Data records
▼

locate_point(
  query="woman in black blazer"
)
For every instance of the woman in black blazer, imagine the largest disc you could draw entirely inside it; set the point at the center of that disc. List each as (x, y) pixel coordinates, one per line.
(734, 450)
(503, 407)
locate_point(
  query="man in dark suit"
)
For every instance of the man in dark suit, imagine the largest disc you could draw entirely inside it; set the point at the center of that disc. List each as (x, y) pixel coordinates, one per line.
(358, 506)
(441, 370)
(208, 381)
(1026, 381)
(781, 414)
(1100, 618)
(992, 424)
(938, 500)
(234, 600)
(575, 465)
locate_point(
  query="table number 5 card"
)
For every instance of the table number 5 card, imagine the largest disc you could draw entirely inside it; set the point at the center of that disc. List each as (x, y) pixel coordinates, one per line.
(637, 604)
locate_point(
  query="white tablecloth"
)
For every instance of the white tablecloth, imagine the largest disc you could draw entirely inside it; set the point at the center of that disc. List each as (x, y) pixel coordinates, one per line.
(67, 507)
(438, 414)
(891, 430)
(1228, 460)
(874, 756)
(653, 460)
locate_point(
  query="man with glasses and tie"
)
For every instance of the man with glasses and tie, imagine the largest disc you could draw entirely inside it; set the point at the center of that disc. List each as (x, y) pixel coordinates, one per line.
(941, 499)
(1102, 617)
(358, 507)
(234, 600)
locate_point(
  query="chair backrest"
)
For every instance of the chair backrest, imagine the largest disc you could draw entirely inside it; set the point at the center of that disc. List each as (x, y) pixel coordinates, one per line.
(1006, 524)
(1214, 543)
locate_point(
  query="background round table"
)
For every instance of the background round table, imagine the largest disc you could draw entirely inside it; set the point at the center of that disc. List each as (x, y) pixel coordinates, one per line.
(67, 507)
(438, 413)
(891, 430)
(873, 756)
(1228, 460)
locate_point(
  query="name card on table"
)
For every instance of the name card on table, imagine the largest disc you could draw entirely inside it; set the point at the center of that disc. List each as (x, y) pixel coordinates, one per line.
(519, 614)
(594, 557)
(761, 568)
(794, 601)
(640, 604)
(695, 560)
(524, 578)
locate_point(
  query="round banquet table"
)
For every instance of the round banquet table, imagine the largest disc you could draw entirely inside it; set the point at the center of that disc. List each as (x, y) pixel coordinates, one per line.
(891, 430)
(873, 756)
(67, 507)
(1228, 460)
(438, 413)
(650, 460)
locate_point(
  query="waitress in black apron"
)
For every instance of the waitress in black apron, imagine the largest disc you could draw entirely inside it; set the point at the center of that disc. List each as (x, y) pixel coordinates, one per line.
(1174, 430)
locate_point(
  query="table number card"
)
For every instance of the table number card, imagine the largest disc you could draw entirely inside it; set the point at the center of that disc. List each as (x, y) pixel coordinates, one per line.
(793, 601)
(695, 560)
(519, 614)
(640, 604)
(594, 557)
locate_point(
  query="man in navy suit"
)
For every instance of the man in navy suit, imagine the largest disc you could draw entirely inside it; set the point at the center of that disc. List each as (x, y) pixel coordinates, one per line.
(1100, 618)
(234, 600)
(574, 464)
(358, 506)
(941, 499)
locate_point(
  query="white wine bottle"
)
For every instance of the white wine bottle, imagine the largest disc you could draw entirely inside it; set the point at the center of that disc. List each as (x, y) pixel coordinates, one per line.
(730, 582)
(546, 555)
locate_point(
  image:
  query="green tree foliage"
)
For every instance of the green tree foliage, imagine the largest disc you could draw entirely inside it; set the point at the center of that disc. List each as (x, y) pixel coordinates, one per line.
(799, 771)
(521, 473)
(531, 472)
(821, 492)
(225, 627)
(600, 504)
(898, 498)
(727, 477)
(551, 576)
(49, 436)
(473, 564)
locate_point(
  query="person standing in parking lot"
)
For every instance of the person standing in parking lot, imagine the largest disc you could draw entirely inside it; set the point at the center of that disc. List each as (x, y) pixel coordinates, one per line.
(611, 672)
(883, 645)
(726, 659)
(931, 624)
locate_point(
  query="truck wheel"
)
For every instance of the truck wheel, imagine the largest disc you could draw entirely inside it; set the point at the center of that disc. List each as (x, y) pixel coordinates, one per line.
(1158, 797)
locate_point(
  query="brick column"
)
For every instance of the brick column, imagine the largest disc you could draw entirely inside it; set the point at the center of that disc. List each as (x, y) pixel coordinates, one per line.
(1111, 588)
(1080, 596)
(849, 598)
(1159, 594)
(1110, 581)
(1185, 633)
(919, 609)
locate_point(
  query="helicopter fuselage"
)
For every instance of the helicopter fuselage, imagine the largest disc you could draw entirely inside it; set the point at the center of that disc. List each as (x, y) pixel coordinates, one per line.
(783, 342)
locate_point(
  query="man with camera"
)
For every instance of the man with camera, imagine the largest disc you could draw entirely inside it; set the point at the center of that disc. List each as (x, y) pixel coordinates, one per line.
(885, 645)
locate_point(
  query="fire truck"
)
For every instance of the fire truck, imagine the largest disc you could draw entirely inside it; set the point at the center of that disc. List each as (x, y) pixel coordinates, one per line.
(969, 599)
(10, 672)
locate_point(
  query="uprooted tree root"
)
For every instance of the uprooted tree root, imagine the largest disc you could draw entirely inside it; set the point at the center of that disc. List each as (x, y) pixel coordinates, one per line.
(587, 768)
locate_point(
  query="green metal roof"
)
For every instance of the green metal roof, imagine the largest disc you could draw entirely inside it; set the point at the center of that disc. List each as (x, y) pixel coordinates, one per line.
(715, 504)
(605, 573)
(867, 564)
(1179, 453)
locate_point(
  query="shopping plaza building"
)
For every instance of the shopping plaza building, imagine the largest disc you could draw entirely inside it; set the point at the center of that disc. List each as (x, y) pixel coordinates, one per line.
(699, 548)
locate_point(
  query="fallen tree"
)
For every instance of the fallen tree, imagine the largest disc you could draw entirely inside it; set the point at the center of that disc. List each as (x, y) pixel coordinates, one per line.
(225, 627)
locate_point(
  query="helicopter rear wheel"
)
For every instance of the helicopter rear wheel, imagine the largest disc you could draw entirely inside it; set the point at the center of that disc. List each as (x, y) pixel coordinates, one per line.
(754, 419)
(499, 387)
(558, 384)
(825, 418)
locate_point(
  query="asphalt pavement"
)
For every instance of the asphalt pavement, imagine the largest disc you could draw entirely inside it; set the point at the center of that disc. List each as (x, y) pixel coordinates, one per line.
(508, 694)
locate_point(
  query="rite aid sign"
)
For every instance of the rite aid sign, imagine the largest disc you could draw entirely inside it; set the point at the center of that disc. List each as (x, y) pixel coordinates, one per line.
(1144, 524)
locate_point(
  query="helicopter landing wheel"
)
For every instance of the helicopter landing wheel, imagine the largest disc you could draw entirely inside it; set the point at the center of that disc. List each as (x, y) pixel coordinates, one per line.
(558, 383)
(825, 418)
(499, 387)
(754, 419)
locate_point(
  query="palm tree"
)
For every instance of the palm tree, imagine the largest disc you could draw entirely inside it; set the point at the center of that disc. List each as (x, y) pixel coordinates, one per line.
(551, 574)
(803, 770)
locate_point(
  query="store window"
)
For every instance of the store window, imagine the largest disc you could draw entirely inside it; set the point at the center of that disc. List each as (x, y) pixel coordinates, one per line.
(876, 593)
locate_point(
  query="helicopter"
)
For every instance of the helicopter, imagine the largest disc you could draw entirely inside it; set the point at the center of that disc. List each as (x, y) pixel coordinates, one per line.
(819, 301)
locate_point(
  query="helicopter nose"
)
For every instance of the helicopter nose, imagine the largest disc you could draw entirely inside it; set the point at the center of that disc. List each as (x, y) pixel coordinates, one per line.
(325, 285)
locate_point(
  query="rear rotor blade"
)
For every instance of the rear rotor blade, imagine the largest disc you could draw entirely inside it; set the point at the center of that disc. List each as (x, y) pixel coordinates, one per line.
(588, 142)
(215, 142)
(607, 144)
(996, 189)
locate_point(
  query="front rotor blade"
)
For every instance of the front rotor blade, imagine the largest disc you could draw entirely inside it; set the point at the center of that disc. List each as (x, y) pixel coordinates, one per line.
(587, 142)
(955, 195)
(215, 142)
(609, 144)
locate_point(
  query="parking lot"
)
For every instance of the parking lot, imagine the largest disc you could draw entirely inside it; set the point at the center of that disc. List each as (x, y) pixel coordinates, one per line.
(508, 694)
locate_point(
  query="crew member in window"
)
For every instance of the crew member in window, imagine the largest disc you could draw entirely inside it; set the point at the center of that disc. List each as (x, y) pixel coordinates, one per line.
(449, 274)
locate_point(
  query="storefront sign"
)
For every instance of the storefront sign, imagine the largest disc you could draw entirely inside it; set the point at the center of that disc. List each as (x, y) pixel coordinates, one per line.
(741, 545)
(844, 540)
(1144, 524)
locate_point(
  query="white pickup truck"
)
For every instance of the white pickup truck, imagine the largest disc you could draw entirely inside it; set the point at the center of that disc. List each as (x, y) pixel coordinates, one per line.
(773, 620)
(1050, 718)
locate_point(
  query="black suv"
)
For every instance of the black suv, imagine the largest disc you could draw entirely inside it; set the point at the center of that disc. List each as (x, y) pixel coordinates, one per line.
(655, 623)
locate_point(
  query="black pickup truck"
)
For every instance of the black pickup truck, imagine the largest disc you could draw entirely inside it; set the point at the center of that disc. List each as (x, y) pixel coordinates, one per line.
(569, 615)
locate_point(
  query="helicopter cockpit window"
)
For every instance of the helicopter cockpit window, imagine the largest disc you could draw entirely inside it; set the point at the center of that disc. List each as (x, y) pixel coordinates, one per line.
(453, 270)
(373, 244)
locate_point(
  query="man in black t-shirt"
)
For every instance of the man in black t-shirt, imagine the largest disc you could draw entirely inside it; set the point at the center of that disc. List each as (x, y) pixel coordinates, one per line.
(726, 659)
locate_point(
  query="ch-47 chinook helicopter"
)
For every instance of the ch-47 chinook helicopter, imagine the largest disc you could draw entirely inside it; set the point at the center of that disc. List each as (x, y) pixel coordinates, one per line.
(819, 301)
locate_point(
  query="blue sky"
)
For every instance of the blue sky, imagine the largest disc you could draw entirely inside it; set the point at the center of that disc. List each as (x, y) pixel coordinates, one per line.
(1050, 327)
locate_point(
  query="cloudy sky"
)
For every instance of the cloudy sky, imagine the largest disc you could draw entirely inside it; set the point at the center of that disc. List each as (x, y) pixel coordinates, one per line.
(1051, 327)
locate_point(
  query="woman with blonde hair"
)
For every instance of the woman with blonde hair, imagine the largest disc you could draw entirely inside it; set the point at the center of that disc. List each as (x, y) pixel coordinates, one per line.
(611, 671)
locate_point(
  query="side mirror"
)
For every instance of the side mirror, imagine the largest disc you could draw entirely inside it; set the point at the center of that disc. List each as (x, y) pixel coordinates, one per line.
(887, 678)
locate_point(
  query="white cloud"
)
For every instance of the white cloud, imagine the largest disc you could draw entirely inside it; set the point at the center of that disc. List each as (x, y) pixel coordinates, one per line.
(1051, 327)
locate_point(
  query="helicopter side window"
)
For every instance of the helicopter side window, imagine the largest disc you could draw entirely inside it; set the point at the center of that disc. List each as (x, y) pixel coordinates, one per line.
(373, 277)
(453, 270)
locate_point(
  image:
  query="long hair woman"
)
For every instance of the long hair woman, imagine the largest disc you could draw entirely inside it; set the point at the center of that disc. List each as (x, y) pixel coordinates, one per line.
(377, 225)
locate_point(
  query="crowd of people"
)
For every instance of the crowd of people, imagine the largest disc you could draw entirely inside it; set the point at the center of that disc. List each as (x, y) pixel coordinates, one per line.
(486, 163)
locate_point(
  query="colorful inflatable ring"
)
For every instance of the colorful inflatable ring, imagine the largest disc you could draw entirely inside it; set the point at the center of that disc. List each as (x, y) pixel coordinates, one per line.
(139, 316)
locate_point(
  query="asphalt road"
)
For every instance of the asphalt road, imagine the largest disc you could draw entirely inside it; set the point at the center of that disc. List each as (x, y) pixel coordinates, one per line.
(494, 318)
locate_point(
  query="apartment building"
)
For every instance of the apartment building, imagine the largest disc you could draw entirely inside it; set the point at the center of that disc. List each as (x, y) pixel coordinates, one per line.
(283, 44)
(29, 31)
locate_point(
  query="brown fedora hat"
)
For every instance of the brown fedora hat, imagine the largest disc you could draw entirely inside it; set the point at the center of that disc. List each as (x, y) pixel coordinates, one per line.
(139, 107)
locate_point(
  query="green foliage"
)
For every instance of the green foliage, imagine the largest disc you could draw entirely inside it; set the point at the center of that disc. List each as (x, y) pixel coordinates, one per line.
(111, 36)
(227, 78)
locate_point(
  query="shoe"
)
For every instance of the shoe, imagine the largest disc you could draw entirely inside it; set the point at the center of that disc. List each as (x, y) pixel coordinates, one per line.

▲

DIRECTIONS
Among the lines above, please find those with "shoe" and copy them.

SOLUTION TO THIS TASK
  query="shoe"
For every instance of the shoe, imagine the largest disc you could draw entirely inside it; set the point at the center of that disc. List each as (x, y) pixel coordinates, one per line.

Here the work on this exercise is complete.